DATA SECTION –
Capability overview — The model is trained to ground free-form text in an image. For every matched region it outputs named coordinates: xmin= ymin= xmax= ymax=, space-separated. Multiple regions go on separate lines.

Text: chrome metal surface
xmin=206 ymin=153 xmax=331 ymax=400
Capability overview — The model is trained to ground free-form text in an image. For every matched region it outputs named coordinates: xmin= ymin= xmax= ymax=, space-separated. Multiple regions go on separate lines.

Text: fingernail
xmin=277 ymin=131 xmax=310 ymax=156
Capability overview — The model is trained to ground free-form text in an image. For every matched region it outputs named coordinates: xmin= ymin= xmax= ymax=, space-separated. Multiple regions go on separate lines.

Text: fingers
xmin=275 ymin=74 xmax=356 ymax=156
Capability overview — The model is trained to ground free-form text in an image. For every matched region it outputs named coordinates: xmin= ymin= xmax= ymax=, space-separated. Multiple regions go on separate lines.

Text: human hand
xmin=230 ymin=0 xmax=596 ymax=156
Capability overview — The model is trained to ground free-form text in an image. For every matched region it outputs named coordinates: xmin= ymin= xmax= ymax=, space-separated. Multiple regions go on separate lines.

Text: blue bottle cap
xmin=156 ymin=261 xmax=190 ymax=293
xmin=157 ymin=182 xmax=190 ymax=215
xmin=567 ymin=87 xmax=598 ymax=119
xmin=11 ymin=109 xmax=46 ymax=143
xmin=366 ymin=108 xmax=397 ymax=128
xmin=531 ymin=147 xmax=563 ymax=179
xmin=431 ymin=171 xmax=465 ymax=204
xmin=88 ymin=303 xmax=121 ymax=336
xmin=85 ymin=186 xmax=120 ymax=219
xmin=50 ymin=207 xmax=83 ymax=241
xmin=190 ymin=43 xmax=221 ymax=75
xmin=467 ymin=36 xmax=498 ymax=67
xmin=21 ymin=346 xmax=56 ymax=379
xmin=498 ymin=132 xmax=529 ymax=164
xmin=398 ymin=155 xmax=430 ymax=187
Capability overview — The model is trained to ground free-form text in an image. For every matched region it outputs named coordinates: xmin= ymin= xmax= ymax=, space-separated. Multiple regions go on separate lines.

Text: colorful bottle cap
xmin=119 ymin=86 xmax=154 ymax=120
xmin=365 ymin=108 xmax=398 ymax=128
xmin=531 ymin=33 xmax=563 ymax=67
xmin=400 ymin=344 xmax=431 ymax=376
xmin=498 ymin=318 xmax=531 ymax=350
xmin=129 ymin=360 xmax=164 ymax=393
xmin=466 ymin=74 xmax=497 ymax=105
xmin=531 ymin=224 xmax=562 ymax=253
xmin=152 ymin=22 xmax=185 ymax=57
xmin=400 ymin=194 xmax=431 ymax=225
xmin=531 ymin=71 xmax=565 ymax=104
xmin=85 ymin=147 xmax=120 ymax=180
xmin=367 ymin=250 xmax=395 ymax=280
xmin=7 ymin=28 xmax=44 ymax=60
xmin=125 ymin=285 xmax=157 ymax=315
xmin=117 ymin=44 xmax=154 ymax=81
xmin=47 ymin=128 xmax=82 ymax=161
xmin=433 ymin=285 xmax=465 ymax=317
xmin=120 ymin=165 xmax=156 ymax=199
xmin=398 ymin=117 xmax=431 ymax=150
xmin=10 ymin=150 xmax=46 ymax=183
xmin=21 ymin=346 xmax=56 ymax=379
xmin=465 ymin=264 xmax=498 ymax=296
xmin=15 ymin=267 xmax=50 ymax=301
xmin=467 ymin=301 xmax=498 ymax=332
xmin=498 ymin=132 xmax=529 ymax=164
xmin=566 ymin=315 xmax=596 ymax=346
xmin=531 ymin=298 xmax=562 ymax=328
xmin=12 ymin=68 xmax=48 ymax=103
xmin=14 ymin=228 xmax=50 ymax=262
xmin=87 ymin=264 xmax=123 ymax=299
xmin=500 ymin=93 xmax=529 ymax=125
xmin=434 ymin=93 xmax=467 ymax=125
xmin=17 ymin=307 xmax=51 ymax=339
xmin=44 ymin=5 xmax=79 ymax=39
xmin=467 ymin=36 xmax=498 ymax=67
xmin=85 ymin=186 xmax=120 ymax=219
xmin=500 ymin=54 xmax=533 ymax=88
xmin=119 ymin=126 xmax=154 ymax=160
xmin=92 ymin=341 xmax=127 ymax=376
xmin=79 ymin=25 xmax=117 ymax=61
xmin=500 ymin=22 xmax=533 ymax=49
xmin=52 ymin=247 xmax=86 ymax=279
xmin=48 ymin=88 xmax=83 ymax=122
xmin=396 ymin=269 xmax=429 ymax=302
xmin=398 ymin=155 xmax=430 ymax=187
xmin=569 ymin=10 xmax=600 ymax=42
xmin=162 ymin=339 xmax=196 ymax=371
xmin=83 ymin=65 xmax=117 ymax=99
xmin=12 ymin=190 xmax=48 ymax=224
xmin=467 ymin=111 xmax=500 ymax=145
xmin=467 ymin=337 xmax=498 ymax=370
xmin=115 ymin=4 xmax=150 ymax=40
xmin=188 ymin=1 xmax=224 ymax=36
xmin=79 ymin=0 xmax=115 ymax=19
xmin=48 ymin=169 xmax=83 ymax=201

WRITTEN INSTRUCTION – Copy all of the rows above word for word, without changing anything.

PROBLEM SOLUTION –
Capability overview — The model is trained to ground free-form text in an image. For every matched region it outputs named coordinates: xmin= ymin= xmax= ymax=, space-separated. Multiple regions go on separate lines.

Text: chrome metal surface
xmin=206 ymin=153 xmax=331 ymax=400
Capability overview — The model is trained to ground free-form text in an image. For every matched region it outputs named coordinates: xmin= ymin= xmax= ymax=, space-separated. Multiple regions go on separate lines.

Text: fingernail
xmin=277 ymin=131 xmax=310 ymax=156
Capability overview — The model is trained to ground free-form text in an image. For every matched region it outputs named coordinates: xmin= ymin= xmax= ymax=, space-separated. Multiple regions go on separate lines.

Text: fingers
xmin=275 ymin=74 xmax=356 ymax=156
Capability overview — The model is trained to ground free-form text in an image. For every matched region it outputs named coordinates: xmin= ymin= xmax= ymax=, space-separated. Multiple regions go on separate lines.

Text: human hand
xmin=230 ymin=0 xmax=596 ymax=156
Capability overview — The model is trained to ground free-form text in an image. For every matched region it outputs named coordinates: xmin= ymin= xmax= ymax=, space-separated. Multiple regions go on separate lines.

Text: blue bottle cap
xmin=156 ymin=261 xmax=190 ymax=293
xmin=157 ymin=182 xmax=190 ymax=215
xmin=567 ymin=87 xmax=598 ymax=119
xmin=11 ymin=109 xmax=46 ymax=143
xmin=366 ymin=108 xmax=397 ymax=128
xmin=531 ymin=147 xmax=563 ymax=179
xmin=431 ymin=171 xmax=465 ymax=204
xmin=88 ymin=303 xmax=121 ymax=336
xmin=85 ymin=186 xmax=120 ymax=219
xmin=50 ymin=207 xmax=83 ymax=241
xmin=190 ymin=43 xmax=221 ymax=75
xmin=467 ymin=36 xmax=498 ymax=67
xmin=21 ymin=346 xmax=56 ymax=379
xmin=498 ymin=132 xmax=529 ymax=164
xmin=398 ymin=155 xmax=430 ymax=187
Capability overview — The model is trained to ground free-form text in an image. For every matched region it outputs named coordinates: xmin= ymin= xmax= ymax=, space-separated. Multiple regions go on separate lines.

Text: colorful bottle cap
xmin=119 ymin=86 xmax=154 ymax=120
xmin=365 ymin=108 xmax=398 ymax=128
xmin=531 ymin=33 xmax=563 ymax=67
xmin=400 ymin=344 xmax=431 ymax=376
xmin=498 ymin=318 xmax=531 ymax=350
xmin=129 ymin=360 xmax=164 ymax=393
xmin=466 ymin=74 xmax=497 ymax=105
xmin=531 ymin=224 xmax=562 ymax=253
xmin=152 ymin=22 xmax=185 ymax=57
xmin=400 ymin=194 xmax=431 ymax=225
xmin=531 ymin=71 xmax=565 ymax=104
xmin=85 ymin=147 xmax=120 ymax=180
xmin=367 ymin=250 xmax=395 ymax=280
xmin=7 ymin=28 xmax=44 ymax=60
xmin=125 ymin=285 xmax=157 ymax=315
xmin=117 ymin=44 xmax=154 ymax=81
xmin=47 ymin=128 xmax=82 ymax=161
xmin=433 ymin=285 xmax=465 ymax=317
xmin=120 ymin=165 xmax=156 ymax=199
xmin=398 ymin=117 xmax=431 ymax=150
xmin=10 ymin=150 xmax=46 ymax=183
xmin=21 ymin=346 xmax=56 ymax=379
xmin=465 ymin=264 xmax=498 ymax=296
xmin=15 ymin=267 xmax=50 ymax=301
xmin=467 ymin=301 xmax=498 ymax=332
xmin=498 ymin=132 xmax=529 ymax=164
xmin=566 ymin=315 xmax=596 ymax=346
xmin=531 ymin=298 xmax=562 ymax=328
xmin=12 ymin=68 xmax=48 ymax=103
xmin=14 ymin=228 xmax=50 ymax=262
xmin=87 ymin=264 xmax=123 ymax=299
xmin=500 ymin=93 xmax=529 ymax=125
xmin=434 ymin=93 xmax=467 ymax=125
xmin=17 ymin=307 xmax=51 ymax=339
xmin=44 ymin=5 xmax=79 ymax=39
xmin=467 ymin=36 xmax=498 ymax=67
xmin=85 ymin=186 xmax=120 ymax=219
xmin=500 ymin=54 xmax=533 ymax=88
xmin=119 ymin=126 xmax=154 ymax=160
xmin=92 ymin=341 xmax=127 ymax=376
xmin=79 ymin=25 xmax=117 ymax=61
xmin=500 ymin=22 xmax=533 ymax=49
xmin=52 ymin=247 xmax=86 ymax=279
xmin=48 ymin=88 xmax=83 ymax=122
xmin=396 ymin=269 xmax=429 ymax=302
xmin=398 ymin=155 xmax=430 ymax=187
xmin=569 ymin=10 xmax=600 ymax=42
xmin=162 ymin=339 xmax=196 ymax=371
xmin=83 ymin=65 xmax=117 ymax=99
xmin=12 ymin=190 xmax=48 ymax=224
xmin=467 ymin=111 xmax=500 ymax=145
xmin=467 ymin=337 xmax=498 ymax=370
xmin=115 ymin=4 xmax=150 ymax=40
xmin=188 ymin=1 xmax=224 ymax=36
xmin=79 ymin=0 xmax=115 ymax=19
xmin=48 ymin=169 xmax=83 ymax=201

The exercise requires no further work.